# DATA SUPPLIED
:::

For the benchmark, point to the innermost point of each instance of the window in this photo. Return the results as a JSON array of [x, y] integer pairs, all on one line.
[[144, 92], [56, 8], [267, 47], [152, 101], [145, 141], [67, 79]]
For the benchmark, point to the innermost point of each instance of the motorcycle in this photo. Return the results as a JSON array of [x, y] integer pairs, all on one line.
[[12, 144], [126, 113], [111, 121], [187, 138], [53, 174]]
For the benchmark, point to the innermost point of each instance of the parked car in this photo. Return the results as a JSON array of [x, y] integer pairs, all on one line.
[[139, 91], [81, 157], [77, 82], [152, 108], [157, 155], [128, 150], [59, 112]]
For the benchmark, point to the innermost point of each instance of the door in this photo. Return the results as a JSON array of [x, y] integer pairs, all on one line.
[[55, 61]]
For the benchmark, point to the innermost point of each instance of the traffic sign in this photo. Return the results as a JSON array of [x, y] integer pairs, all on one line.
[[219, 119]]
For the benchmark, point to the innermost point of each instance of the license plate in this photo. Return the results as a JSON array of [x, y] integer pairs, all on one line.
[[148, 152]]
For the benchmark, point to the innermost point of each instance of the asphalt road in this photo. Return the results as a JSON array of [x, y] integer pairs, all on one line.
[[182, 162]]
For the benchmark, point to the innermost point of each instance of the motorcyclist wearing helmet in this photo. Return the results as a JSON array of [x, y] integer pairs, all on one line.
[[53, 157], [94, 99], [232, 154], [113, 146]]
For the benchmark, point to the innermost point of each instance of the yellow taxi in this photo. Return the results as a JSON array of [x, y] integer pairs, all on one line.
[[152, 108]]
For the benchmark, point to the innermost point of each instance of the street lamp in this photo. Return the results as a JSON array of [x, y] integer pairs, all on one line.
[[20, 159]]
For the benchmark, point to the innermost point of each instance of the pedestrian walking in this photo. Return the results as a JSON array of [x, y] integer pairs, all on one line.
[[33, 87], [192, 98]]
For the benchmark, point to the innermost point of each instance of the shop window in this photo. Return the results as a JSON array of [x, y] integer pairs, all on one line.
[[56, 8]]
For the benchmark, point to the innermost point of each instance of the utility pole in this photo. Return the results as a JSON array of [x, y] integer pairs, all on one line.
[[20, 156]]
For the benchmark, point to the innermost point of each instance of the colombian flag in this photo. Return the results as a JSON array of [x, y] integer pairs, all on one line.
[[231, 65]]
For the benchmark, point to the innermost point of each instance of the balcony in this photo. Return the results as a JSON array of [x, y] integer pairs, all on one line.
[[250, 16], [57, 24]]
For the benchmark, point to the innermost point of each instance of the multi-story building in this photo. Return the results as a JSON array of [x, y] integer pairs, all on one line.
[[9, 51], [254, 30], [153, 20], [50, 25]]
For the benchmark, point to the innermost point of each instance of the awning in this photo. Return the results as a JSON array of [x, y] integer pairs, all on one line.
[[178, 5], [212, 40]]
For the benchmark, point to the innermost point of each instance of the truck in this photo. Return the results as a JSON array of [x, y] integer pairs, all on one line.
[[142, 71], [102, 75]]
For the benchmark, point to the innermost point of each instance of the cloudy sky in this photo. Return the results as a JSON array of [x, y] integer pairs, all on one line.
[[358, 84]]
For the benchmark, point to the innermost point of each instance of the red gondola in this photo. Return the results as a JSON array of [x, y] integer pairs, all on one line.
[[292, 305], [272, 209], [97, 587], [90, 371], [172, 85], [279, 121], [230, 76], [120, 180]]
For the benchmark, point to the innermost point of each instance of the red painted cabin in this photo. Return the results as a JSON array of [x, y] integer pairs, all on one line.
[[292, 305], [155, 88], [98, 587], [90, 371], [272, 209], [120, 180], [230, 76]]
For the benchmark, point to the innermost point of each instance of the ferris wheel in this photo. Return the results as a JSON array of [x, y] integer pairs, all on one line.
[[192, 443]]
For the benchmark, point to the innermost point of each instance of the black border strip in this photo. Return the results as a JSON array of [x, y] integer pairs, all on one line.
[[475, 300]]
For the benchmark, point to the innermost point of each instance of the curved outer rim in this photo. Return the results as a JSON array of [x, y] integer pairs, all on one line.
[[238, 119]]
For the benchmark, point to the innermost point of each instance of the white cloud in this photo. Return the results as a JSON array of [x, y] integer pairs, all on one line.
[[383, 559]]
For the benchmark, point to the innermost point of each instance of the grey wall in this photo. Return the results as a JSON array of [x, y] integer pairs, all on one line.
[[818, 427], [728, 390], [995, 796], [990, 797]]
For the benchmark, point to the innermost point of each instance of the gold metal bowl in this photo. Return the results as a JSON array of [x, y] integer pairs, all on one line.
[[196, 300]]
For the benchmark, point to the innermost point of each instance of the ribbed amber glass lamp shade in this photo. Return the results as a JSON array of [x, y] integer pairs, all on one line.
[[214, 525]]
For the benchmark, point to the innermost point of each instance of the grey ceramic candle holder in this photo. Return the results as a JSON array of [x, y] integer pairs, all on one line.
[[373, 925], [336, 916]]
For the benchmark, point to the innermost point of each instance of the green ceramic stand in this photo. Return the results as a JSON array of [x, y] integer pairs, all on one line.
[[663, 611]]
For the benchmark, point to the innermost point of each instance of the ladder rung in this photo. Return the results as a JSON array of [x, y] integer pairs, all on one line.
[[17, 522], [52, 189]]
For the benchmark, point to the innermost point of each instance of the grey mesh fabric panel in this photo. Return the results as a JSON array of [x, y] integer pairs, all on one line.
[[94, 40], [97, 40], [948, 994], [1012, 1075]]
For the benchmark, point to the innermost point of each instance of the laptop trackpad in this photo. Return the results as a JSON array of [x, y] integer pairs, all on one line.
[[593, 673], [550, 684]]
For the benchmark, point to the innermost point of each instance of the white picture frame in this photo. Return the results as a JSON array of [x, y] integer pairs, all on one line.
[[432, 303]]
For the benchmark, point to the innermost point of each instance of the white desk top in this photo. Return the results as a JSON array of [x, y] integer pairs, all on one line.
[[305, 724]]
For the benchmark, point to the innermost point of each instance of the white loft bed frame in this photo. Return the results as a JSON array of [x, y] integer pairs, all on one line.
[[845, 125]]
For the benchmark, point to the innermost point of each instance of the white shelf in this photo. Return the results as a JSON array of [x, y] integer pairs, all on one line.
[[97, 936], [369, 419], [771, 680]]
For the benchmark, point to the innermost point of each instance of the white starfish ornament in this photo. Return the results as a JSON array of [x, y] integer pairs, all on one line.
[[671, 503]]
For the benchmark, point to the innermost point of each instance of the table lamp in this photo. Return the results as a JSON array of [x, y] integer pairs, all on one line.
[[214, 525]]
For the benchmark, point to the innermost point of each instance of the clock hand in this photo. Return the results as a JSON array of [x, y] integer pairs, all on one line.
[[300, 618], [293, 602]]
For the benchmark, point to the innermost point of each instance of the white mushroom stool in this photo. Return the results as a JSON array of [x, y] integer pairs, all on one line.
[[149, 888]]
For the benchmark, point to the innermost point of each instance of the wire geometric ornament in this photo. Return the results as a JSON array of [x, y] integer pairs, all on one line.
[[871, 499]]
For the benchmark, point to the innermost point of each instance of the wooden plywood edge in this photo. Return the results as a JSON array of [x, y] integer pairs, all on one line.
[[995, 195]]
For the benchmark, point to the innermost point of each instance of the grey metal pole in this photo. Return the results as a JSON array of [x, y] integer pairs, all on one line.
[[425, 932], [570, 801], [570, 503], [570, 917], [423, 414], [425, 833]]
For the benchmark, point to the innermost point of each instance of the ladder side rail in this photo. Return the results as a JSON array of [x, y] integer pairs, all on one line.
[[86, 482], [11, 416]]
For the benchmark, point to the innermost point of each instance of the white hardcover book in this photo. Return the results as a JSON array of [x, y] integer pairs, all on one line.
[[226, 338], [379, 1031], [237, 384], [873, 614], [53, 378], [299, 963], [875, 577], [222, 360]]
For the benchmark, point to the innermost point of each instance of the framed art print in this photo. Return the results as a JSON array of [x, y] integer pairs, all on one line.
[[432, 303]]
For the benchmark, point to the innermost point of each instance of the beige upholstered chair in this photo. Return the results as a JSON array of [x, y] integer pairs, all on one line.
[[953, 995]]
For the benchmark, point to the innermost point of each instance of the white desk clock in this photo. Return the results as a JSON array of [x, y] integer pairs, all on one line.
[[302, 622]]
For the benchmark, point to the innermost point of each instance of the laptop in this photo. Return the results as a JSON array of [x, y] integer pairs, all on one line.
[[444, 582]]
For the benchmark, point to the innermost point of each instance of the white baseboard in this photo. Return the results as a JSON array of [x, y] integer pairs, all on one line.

:::

Retype the items above verbatim, from the line containing "the red gondola" through the line containing "[[192, 443]]", including both of those lines.

For the benchmark, point to the innermost point of each instance of the red gondola in this photo. Return the results as a JSON array of [x, y] integer pairs, all on one line.
[[292, 305], [272, 209], [97, 587], [90, 371], [172, 85], [279, 121], [230, 76], [120, 180]]
For the benchmark, point to the innermost point of each instance of the red painted cabin in this photo. Return the results as a JSON array of [x, y] integer pairs, all on one line.
[[292, 305], [155, 88], [98, 587], [90, 371], [272, 209], [120, 180], [230, 76]]
For the benchmark, point to the innermost point of each instance of the ferris wheel in this photo. Return the results as a JSON array of [x, y] integer pairs, all on one line.
[[192, 443]]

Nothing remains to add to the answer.